» **Page excerpt**
▬▬▬▬▬▬
Archive for June, 2014

Ronnie Earl And The Broadcasters review…June 13, 2014…

RONNIE EARL AND THE BROADCASTERS

GOOD NEWS

STONY PLAIN CD  SPCD 1372

I MET HER ON THAT TRAIN–CHANGE IS GONNA COME–TIME TO REMEMBER–IN THE WEE HOURS–GOOD NEWS–SIX STRING BLESSING–MARJE’S MELODY–BLUES FOR HENRY–PUDDIN’ PIE–RUNNIN’ IN PEACE

On May 8, 2014, at the 35TH Blues Awards, Ronnie Earl was named Best Guitarst.  June 17 will usher in more “Good News,” which just happens to be the title of his eighth set for Stony Plain.  it consists of ten predominantly-instrumental cuts that explore Ronnie’s love for the blues–in fact, he refers to it as his “mother music,” and, as such, tries to reach into the soul of the listener to help them feel what he’s feeling as he plays, which is yet another reason why that Best Guitarist award was so well-deserved.

Joining Ronnie are the Broadcasters, who have been with him since the late Eighties.  Dave Limina is on keys, Jim Mouradian on bass, and Lorne Entress on drums.  Also, Diane Blue adds vocals on a few cuts, and guest guitarists Nicholas Tabarias and Zach Zunis round things out.
▬▬▬▬▬▬
(Stored data entries)

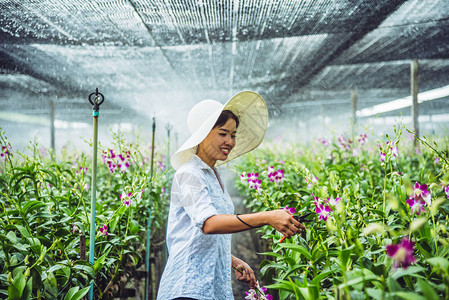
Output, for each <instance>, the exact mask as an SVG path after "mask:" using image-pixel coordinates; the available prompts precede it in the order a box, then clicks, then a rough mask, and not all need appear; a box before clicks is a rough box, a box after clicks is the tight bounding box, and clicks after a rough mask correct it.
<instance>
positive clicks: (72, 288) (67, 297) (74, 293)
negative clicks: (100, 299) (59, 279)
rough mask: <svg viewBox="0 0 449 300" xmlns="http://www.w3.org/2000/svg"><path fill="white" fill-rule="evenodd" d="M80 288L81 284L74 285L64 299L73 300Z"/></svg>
mask: <svg viewBox="0 0 449 300" xmlns="http://www.w3.org/2000/svg"><path fill="white" fill-rule="evenodd" d="M79 289H80V288H79V286H74V287H72V288H71V289H70V290H69V291H68V292H67V294H66V295H65V297H64V300H71V299H72V298H73V296H74V295H75V294H76V292H78V290H79Z"/></svg>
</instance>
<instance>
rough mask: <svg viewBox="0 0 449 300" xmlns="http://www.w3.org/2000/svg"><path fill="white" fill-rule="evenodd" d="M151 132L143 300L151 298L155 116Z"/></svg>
mask: <svg viewBox="0 0 449 300" xmlns="http://www.w3.org/2000/svg"><path fill="white" fill-rule="evenodd" d="M152 127H153V133H152V138H151V164H150V199H149V204H148V219H147V245H146V254H145V266H146V275H147V276H146V278H145V300H149V299H153V287H152V286H150V285H151V281H150V278H151V268H150V242H151V190H152V185H153V182H152V181H153V163H154V135H155V131H156V118H155V117H153V126H152Z"/></svg>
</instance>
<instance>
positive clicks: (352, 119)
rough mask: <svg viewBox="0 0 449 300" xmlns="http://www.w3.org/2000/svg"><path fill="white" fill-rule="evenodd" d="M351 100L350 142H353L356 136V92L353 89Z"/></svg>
mask: <svg viewBox="0 0 449 300" xmlns="http://www.w3.org/2000/svg"><path fill="white" fill-rule="evenodd" d="M351 99H352V140H353V141H354V139H355V135H356V134H357V91H356V90H355V89H353V90H352V91H351Z"/></svg>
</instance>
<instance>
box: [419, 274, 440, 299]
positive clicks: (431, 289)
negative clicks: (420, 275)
mask: <svg viewBox="0 0 449 300" xmlns="http://www.w3.org/2000/svg"><path fill="white" fill-rule="evenodd" d="M418 286H419V287H420V288H421V291H422V293H423V295H424V297H426V299H428V300H438V299H440V297H439V296H438V294H437V293H436V292H435V290H434V289H433V288H432V287H431V286H430V284H428V283H427V282H426V281H425V280H424V279H421V278H420V279H418Z"/></svg>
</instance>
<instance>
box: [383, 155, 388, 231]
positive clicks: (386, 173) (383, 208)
mask: <svg viewBox="0 0 449 300" xmlns="http://www.w3.org/2000/svg"><path fill="white" fill-rule="evenodd" d="M386 189H387V164H386V163H385V173H384V189H383V209H382V212H383V224H384V225H385V201H386V197H387V194H386Z"/></svg>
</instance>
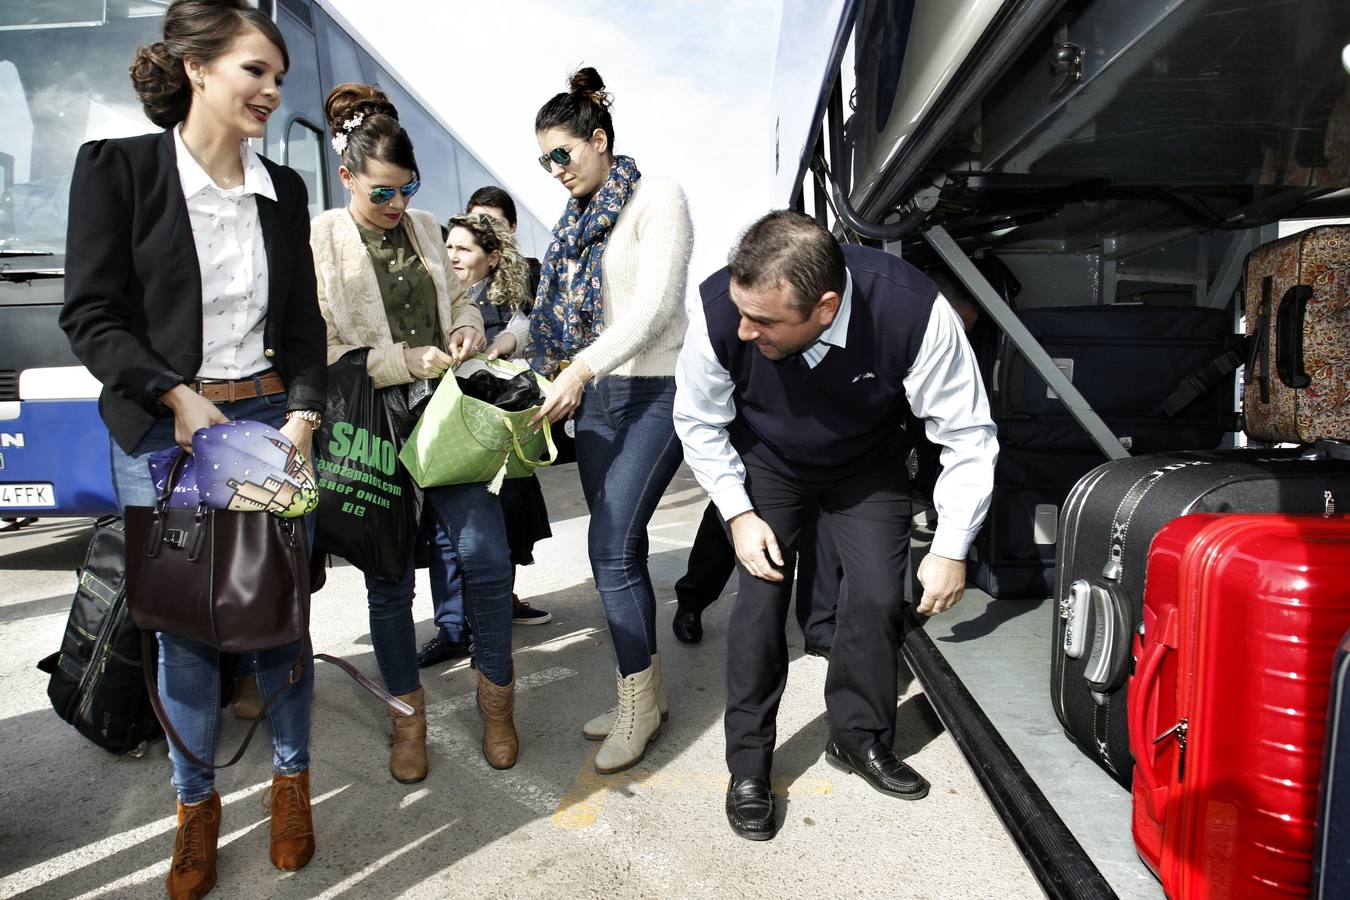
▬▬▬▬▬▬
» **Required tasks**
1) Summarize the Ronnie Earl review in two sentences.
2) List every musician the Ronnie Earl review names as playing alongside Ronnie on the album.
3) Pick up the Ronnie Earl review after its final sentence and write the next paragraph.

» **Answers to each task**
1) Ronnie Earl, named Best Guitarist at the 35th Blues Awards on May 8, 2014, releases "Good News" on June 17, his eighth set for Stony Plain, with ten mostly instrumental cuts that explore his love for the blues, which he calls his "mother music." He is joined by the Broadcasters, who have been with him since the late Eighties, along with Diane Blue on vocals for a few cuts and guest guitarists Nicholas Tabarias and Zach Zunis.

2)
- Dave Limina (keys)
- Jim Mouradian (bass)
- Lorne Entress (drums)
- Diane Blue (vocals)
- Nicholas Tabarias (guest guitar)
- Zach Zunis (guest guitar)

3)
Ronnie’s guitar literally speaks volumes on this set.  “Time To Remember” is a breezy, samba-styled jazz groove, while “Puddin’ Pie” has a mellow, mid-tempo swing thing goin’ on.  Dave Limina’s original piece serves as the title cut, and his B-3 work gives this one a decidedly good-time gospel feel.  “Blues For Henry,” co-written with Hubert Sumlin, is a perfect “3AM and it’s last call” song, where you can immerse yourself in that slow, deep groove and just let it wash your troubles away.  And, the set closes on a somewhat somber note, with the tribute to those affected by the Boston Marathon bombings from April, 2013,  as “Runnin’ In Peace” features  lyrics written by Ilana Katz Katz, who was near the finish line when the first bomb exploded.  Diane Blue’s vocal mixed withRonnie’s guitar and Dave’s B-3 really convey the deep emotions associated with this song.

We had two favorites, too.  The set’s leadoff cut is “I Met Her On That Train,” and the vintage sounds he brings out of his guitar will transport you back to a time when Elvis and Junior Parker rode that train that was always “sixteen coaches long.”  And, the inspiration for the album itself is tied in historically with the 50TH annicversary of the release of Sam Cooke’s album, “Ain’t That Good News.”  It featured a song that would become the anthem for the Civil Rights movement, “A Change Is Gonna Come,” and Diane Blue’s fever-pitch vocal captures the passion and spirit that was Cooke’s original intent.

Ronnie Earl has that innate ability as an artist to create things of beauty out of one’s deepest pain, using just the strings on his guitar.  “Good News” adds more luster to his legacy as one of the finest guitarists of our generation.  Until next time…Sheryl and Don Crow.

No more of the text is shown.